TASK TO COMPLETE: Retype the whole NASA notice about its May 23 budget events below word for word, from the first line to the last.

NASA will hold a series of events Tuesday, May 23, highlighting
the agency’s Fiscal Year 2018 budget proposal, including a televised State of
NASA address by acting Administrator Robert Lightfoot and Facebook Live virtual
tours of NASA’s 10 centers, where innovation is enabling exploration and
discovery.
Lightfoot will give a presentation at 12:30 p.m. EDT to NASA
employees at the agency’s Headquarters in Washington on FY2018 budget
highlights, setting the stage for the coming year at NASA and spotlighting the
past work that led to current achievements. This presentation will air live on
NASA Television and the agency’s website.
At 1:30 p.m., NASA's social media team will take visitors behind
the scenes for a virtual tour of NASA and a look at the cutting-edge work here
and on humanity's destiny in deep space. These Facebook Live events will be
hosted on each center's Facebook page and will run about 15 minutes each. The
following list of virtual tours includes times, centers and highlights of each
tour:
·
1:30 p.m.

PROVIDED RECORDS:
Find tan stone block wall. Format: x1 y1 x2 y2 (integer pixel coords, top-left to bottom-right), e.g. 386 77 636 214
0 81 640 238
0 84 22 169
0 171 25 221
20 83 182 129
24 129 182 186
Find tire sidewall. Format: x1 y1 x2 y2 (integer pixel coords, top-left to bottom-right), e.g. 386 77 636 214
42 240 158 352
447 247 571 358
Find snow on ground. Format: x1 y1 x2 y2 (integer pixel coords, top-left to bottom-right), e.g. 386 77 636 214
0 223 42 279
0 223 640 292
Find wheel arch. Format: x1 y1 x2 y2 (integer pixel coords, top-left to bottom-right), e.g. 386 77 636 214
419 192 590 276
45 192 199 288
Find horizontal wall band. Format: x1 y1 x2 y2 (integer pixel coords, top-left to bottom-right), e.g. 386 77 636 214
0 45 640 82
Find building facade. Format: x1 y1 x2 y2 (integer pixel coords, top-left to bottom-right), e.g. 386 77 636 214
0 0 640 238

FINAL RESULT:
NASA will hold a series of events Tuesday, May 23, highlighting
the agency’s Fiscal Year 2018 budget proposal, including a televised State of
NASA address by acting Administrator Robert Lightfoot and Facebook Live virtual
tours of NASA’s 10 centers, where innovation is enabling exploration and
discovery.
Lightfoot will give a presentation at 12:30 p.m. EDT to NASA
employees at the agency’s Headquarters in Washington on FY2018 budget
highlights, setting the stage for the coming year at NASA and spotlighting the
past work that led to current achievements. This presentation will air live on
NASA Television and the agency’s website.
At 1:30 p.m., NASA's social media team will take visitors behind
the scenes for a virtual tour of NASA and a look at the cutting-edge work here
and on humanity's destiny in deep space. These Facebook Live events will be
hosted on each center's Facebook page and will run about 15 minutes each. The
following list of virtual tours includes times, centers and highlights of each
tour:
·
1:30 p.m.